** START THE INPUT **

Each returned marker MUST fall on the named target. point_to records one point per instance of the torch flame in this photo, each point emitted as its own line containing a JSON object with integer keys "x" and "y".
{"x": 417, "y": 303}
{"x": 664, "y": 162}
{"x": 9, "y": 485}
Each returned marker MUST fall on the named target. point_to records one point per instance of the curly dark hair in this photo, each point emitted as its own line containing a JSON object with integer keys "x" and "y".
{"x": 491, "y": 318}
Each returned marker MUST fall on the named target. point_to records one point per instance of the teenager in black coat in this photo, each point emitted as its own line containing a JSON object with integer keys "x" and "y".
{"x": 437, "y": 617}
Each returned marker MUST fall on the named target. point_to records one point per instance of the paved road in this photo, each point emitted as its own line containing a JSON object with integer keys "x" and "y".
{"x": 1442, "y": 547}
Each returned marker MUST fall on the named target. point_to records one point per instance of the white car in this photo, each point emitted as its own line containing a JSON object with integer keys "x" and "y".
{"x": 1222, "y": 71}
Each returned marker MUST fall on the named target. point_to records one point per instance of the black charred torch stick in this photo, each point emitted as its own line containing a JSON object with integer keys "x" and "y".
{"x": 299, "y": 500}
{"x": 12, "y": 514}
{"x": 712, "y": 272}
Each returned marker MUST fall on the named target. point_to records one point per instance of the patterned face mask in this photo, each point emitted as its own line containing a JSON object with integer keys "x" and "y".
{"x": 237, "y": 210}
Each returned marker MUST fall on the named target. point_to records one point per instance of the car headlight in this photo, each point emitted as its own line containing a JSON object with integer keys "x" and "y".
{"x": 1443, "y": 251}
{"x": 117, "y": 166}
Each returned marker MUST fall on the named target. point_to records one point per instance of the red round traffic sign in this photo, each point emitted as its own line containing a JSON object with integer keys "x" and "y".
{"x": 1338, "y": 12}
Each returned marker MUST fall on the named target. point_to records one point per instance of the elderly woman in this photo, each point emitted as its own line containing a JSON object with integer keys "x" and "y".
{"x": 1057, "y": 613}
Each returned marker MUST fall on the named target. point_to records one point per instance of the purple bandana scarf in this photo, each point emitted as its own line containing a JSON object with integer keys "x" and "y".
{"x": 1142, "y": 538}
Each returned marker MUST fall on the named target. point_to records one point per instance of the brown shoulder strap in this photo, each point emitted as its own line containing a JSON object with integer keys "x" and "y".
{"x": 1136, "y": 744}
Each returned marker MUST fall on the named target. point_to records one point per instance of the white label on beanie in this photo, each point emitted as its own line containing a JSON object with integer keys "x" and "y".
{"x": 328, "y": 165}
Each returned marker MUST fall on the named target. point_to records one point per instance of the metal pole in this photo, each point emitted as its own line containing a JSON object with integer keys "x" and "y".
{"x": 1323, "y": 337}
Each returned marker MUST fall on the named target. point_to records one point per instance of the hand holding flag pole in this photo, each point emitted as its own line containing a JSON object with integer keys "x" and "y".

** END THE INPUT **

▸ TASK INSTRUCTIONS
Copy out all of the material above, line for line, with every character unchanged.

▸ RESULT FOR THIS EXERCISE
Each returned marker MUST fall on the named target. point_to records one point per instance of the torch flame in this photo, each point emitted as its own line containing a JSON object with integer keys "x" and "y".
{"x": 417, "y": 303}
{"x": 664, "y": 162}
{"x": 9, "y": 485}
Each returned marker MUST fall on the named target. point_to records one point per instance of the curly dark hair in this photo, each point emitted as its own line containing a JSON object with integer keys "x" and "y".
{"x": 491, "y": 318}
Each returned marker MUST fall on the named target. point_to records one point per instance of the teenager in black coat in this photo, each point emitted as its own line containing a JSON object with integer keys "x" and "y".
{"x": 437, "y": 617}
Each returned marker MUST fall on the named target. point_to records one point per instance of the paved road in this photo, each point emitted as its own line containing a JSON object with integer keys "x" and "y".
{"x": 1442, "y": 547}
Each returned marker MUST fall on the named target. point_to records one point per instance of the white car in this photo, each point emitted as its own line containing a JSON object with integer keys "x" and "y".
{"x": 1222, "y": 71}
Each returned marker MUST fall on the named target. point_to records one point per instance of the black charred torch stick in this photo, each point emitted as its own line containing a JSON object with integer keys "x" and "y".
{"x": 299, "y": 500}
{"x": 12, "y": 514}
{"x": 712, "y": 272}
Each returned marker MUST fall on the named target. point_to records one point per instance of the patterned face mask in this photo, each point emitted as its own line containing a JSON object with integer keys "x" and "y".
{"x": 237, "y": 210}
Each returned marker MUST fall on the named target. point_to records one point per instance of the car headlight in this photo, each point emitted as its own line containing a JSON object with integer keys "x" and "y".
{"x": 1443, "y": 251}
{"x": 117, "y": 166}
Each returned marker MUST fall on the named target. point_to records one point per instance of the red round traffic sign in this photo, each point emitted as its own line containing a JSON object with integer keys "x" and "y".
{"x": 1338, "y": 12}
Each returned marker MUST fall on the named target. point_to records one point per instance of the elderly woman in this photo, each point emitted as its own line containing a JSON object with integer keys "x" and "y".
{"x": 1057, "y": 613}
Each returned marker MUST fall on the named target. point_to records one point per instance of the purple bandana scarf in this photo, each point emitted as its own line containing a JSON object with integer keys "x" and "y".
{"x": 1142, "y": 538}
Each returned marker MUST fall on the named target. point_to records one point per instance of the brown shoulder strap in this photo, each point emitted as its own line containing a JSON object with integer keys "x" and "y".
{"x": 1136, "y": 744}
Each returned marker MUST fall on the named target. point_to records one point per instance of the white label on beanie in this photo, each point emitted as its own line containing a JSON object with integer keys "x" and "y".
{"x": 328, "y": 165}
Each returned marker MUST fall on the named target. point_to records one point per instance of the metal pole in this photo, each point emitted as its own line containing a JSON object with integer keys "x" and "y".
{"x": 1323, "y": 337}
Each returned marker MUST fall on the named target. point_to records one point per instance of the hand holding flag pole in this photo, each point emitted as its own line containing a JSON object with integer keys "x" and "y".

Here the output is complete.